- [EXTRACTED MATERIAL]
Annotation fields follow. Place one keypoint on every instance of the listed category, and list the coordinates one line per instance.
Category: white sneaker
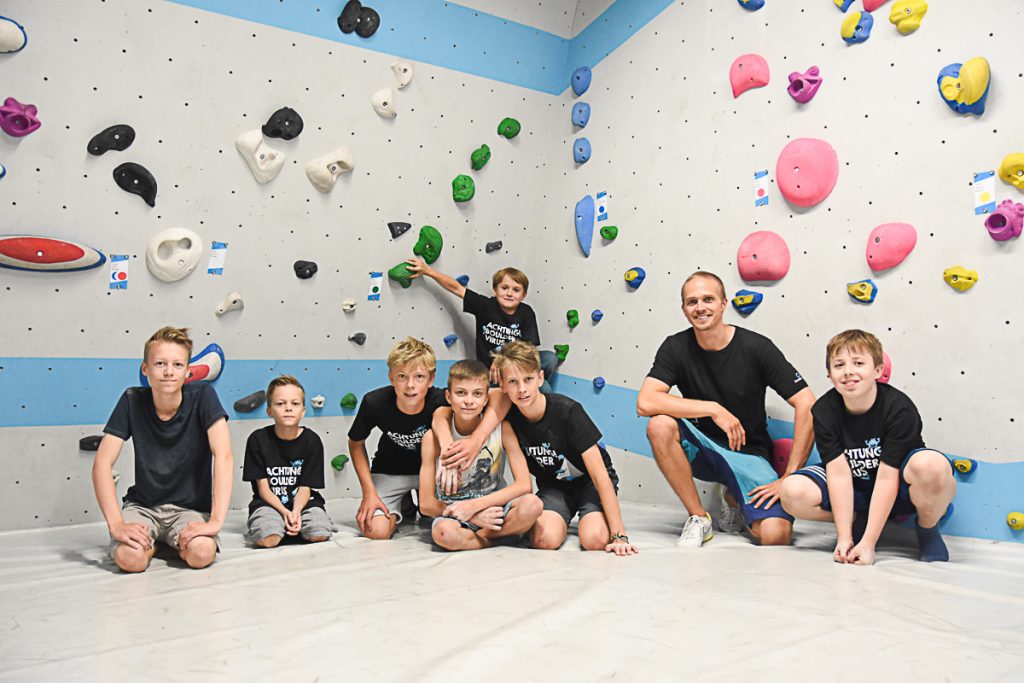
(696, 531)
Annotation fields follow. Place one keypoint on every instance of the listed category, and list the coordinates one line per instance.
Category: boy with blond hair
(175, 429)
(875, 463)
(285, 464)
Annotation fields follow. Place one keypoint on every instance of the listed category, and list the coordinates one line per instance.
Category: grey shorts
(164, 522)
(266, 521)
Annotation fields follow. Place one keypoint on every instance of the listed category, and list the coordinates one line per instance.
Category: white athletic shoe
(696, 531)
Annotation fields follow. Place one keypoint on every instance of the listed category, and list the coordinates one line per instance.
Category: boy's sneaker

- [WORK REQUEST] Please return the full listing word for word, but without any pictures.

- [RESPONSE]
Annotation fields follow. Place one keypoint on every instance of the listed category, and list the coordinates one line per instance.
Category: white sneaker
(696, 531)
Annotation fields follow. Place one keypoint on every instance of the listed category, and list the coordinates one line per instance.
Category: boy with blond hair
(175, 429)
(875, 463)
(285, 464)
Annotation fields follow. Place one keypoint on every instance of the listed category, and list the coordinates one line per instance.
Category: grey shorts
(164, 522)
(266, 521)
Annotation fields follow. Place one keypoint on every instance of the listed category, and list the coordinates one line per instance.
Category: white athletic shoe
(696, 531)
Annotation fields follow. Place one keypoint on every instance of the listed category, and list the coordinates one line per instance.
Category: boy's sneaker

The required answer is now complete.